Picture annotation entries
□ □ □ □
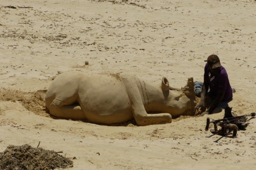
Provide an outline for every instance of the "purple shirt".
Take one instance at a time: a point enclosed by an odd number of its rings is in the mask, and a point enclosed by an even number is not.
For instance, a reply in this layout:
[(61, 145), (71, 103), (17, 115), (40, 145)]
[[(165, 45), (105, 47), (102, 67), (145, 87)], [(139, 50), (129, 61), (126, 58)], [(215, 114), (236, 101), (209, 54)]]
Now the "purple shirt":
[(209, 85), (210, 91), (215, 96), (218, 95), (218, 89), (224, 90), (225, 94), (222, 101), (224, 101), (231, 99), (233, 97), (232, 88), (230, 84), (227, 73), (225, 68), (221, 66), (220, 73), (215, 74), (214, 78), (212, 78), (211, 81), (210, 79), (210, 69), (208, 63), (206, 63), (204, 67), (204, 77), (206, 78)]

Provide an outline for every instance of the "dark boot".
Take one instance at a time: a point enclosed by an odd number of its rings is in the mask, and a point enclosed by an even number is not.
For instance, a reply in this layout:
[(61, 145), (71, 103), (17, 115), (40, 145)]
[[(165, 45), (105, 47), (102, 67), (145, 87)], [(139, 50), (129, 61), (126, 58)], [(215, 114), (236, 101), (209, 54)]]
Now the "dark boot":
[(224, 119), (234, 117), (233, 115), (232, 115), (232, 113), (231, 113), (232, 108), (230, 108), (229, 107), (226, 107), (225, 108), (225, 114), (224, 115)]

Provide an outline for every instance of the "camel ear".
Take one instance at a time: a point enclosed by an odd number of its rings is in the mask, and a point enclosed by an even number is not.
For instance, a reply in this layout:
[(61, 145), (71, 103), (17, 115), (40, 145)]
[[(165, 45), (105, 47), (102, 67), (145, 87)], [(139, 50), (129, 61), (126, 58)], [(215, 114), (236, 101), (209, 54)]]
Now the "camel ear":
[(165, 77), (162, 79), (162, 90), (163, 91), (169, 91), (169, 82)]

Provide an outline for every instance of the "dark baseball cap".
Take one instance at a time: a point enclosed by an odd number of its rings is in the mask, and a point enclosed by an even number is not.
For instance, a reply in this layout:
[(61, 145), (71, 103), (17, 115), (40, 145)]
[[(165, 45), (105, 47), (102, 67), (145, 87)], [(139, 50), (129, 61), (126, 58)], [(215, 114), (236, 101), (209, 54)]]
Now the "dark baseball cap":
[(207, 63), (212, 69), (221, 67), (220, 59), (217, 55), (212, 54), (207, 58)]

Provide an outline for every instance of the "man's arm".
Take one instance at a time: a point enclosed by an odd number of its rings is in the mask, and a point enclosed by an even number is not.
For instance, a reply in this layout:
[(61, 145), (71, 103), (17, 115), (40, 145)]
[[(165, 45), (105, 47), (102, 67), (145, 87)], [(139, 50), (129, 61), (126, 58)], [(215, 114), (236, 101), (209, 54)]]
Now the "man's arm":
[(204, 107), (204, 99), (207, 94), (208, 89), (209, 88), (209, 84), (207, 81), (207, 79), (204, 78), (204, 83), (202, 86), (202, 90), (201, 91), (201, 99), (200, 102), (196, 106), (195, 106), (194, 111), (198, 110), (200, 108)]

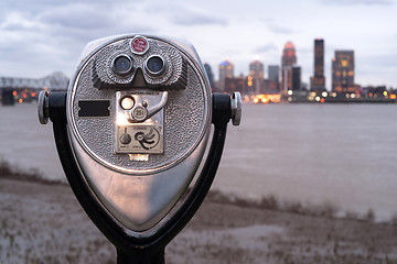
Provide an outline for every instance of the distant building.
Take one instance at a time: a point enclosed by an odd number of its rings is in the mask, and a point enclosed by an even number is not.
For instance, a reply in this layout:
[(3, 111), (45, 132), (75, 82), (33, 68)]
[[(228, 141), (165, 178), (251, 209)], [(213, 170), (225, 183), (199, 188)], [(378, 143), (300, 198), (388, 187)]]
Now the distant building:
[(280, 67), (278, 65), (268, 66), (268, 79), (271, 81), (280, 81)]
[(292, 66), (291, 90), (301, 90), (301, 67)]
[(281, 57), (281, 89), (292, 89), (292, 66), (297, 64), (297, 52), (292, 42), (287, 42)]
[(297, 64), (297, 52), (292, 42), (287, 42), (282, 51), (281, 66), (293, 66)]
[(269, 65), (268, 66), (268, 79), (269, 79), (269, 86), (272, 90), (279, 90), (280, 89), (280, 67), (278, 65)]
[(244, 76), (240, 77), (230, 77), (225, 78), (225, 92), (233, 94), (234, 91), (239, 91), (242, 94), (247, 92), (247, 78)]
[(204, 69), (205, 69), (206, 75), (208, 76), (211, 89), (214, 91), (215, 90), (215, 80), (214, 80), (214, 74), (212, 72), (210, 64), (204, 64)]
[(325, 90), (324, 77), (324, 40), (314, 40), (314, 74), (310, 79), (312, 91)]
[(225, 91), (225, 79), (233, 78), (234, 76), (234, 66), (227, 59), (219, 64), (219, 89)]
[(354, 84), (354, 51), (335, 51), (332, 59), (332, 91), (355, 92)]
[(264, 79), (264, 64), (258, 59), (251, 62), (249, 64), (249, 76), (251, 76), (253, 79)]

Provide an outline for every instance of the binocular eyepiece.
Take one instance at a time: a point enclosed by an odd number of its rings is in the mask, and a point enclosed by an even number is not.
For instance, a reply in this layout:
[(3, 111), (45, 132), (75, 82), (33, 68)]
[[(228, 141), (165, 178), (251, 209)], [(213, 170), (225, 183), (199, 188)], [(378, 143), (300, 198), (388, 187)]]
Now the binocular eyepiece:
[(240, 117), (240, 95), (211, 92), (192, 45), (149, 35), (88, 44), (67, 94), (39, 99), (77, 199), (125, 253), (126, 241), (130, 250), (165, 246), (190, 220), (215, 176), (227, 122)]

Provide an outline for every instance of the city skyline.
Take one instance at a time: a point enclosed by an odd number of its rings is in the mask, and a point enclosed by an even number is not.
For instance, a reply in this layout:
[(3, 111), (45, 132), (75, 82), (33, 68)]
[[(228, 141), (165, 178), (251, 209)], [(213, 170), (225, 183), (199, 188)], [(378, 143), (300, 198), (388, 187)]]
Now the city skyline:
[(40, 78), (55, 70), (71, 76), (89, 41), (135, 32), (186, 40), (212, 68), (228, 57), (236, 75), (247, 75), (255, 57), (266, 68), (280, 65), (283, 45), (291, 41), (301, 79), (308, 84), (313, 75), (313, 40), (321, 37), (328, 89), (337, 50), (355, 51), (357, 84), (397, 87), (396, 12), (394, 0), (248, 0), (227, 6), (208, 0), (4, 0), (0, 3), (0, 76)]

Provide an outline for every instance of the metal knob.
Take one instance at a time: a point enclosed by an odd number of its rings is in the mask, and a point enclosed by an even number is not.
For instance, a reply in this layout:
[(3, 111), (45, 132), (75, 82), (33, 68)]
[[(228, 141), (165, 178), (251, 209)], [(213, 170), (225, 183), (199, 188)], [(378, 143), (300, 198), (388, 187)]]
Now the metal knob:
[(49, 122), (49, 92), (45, 90), (40, 91), (39, 94), (39, 106), (37, 106), (39, 121), (41, 124), (46, 124)]
[(242, 121), (242, 95), (238, 91), (233, 92), (230, 110), (233, 125), (239, 125)]

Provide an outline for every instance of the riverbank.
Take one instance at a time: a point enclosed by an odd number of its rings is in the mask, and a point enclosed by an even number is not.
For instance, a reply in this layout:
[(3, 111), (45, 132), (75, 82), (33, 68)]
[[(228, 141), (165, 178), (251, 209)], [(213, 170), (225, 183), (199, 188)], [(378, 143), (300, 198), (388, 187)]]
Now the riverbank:
[[(0, 178), (0, 263), (115, 263), (69, 187)], [(212, 193), (168, 263), (397, 263), (393, 223), (264, 209)]]

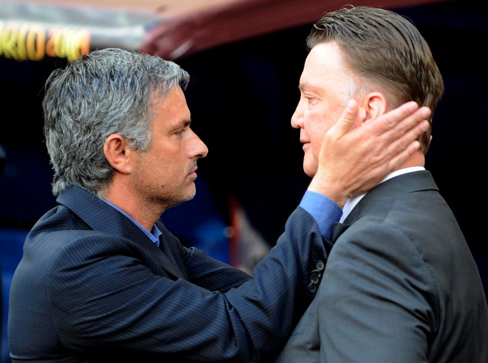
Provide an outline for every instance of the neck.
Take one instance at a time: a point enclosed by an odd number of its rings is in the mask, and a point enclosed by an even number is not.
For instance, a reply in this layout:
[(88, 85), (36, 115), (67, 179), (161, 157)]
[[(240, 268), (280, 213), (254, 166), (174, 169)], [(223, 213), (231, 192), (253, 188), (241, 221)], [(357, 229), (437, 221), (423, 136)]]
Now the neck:
[(141, 201), (137, 198), (129, 183), (117, 174), (113, 176), (103, 199), (117, 206), (149, 232), (164, 211), (154, 202)]
[(424, 166), (425, 165), (425, 156), (421, 152), (417, 151), (395, 170), (404, 169), (411, 166)]

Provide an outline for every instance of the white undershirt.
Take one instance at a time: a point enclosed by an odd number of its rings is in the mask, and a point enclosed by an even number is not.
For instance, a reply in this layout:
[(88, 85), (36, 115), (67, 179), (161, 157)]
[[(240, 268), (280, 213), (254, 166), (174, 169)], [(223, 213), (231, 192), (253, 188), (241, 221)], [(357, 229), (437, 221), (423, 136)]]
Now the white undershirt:
[[(423, 166), (411, 166), (410, 167), (405, 167), (403, 169), (400, 169), (399, 170), (395, 170), (394, 172), (392, 172), (385, 177), (385, 178), (382, 180), (380, 184), (383, 183), (383, 182), (386, 181), (388, 179), (390, 179), (392, 178), (394, 178), (395, 177), (398, 177), (399, 175), (402, 175), (403, 174), (406, 174), (408, 173), (413, 173), (414, 172), (418, 172), (420, 170), (425, 170), (425, 168)], [(351, 213), (351, 211), (352, 210), (353, 208), (356, 206), (356, 205), (359, 203), (359, 201), (362, 199), (362, 198), (366, 195), (366, 193), (362, 193), (361, 194), (358, 194), (356, 196), (354, 196), (352, 198), (348, 199), (346, 202), (346, 204), (344, 204), (344, 208), (342, 208), (342, 216), (341, 217), (341, 219), (339, 220), (340, 223), (342, 223), (344, 221), (347, 216), (349, 215), (349, 213)]]

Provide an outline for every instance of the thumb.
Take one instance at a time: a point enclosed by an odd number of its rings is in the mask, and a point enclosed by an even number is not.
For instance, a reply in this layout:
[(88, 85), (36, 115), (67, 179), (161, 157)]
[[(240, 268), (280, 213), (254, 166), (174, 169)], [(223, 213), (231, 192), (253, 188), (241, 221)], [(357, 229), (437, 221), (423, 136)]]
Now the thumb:
[(357, 118), (357, 102), (354, 100), (350, 100), (347, 104), (347, 107), (341, 115), (339, 121), (329, 130), (329, 133), (336, 138), (342, 137), (353, 128)]

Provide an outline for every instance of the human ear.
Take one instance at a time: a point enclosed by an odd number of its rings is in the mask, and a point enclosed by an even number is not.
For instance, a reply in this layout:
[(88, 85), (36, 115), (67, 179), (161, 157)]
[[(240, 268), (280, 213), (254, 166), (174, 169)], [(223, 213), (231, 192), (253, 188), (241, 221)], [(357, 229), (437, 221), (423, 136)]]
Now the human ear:
[(360, 104), (361, 123), (372, 121), (386, 112), (386, 99), (381, 92), (368, 93)]
[(132, 172), (132, 161), (135, 156), (134, 149), (129, 147), (127, 139), (118, 133), (109, 135), (103, 144), (103, 153), (112, 167), (123, 174)]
□ □ □ □
Give the lines exactly as they stand, from the line with "Provide an outline for every instance of the human" through the end of the material.

TASK ANSWER:
Provide an outline for every instance of the human ear.
Take one instance at a time: a point enclosed by an odd number of its rings is in the mask, and a point enclosed by an even number is not.
For instance, a reply in this layout:
[(88, 85), (36, 115), (67, 179), (161, 157)]
[[(240, 268), (280, 213), (254, 166), (174, 169)], [(223, 213), (231, 192), (253, 188), (241, 221)], [(357, 229), (437, 221), (423, 136)]]
Now the human ear:
[(360, 104), (361, 123), (372, 121), (386, 112), (386, 99), (381, 92), (368, 93)]
[(132, 172), (132, 161), (135, 156), (134, 149), (129, 147), (127, 139), (118, 133), (109, 135), (103, 144), (103, 153), (112, 167), (123, 174)]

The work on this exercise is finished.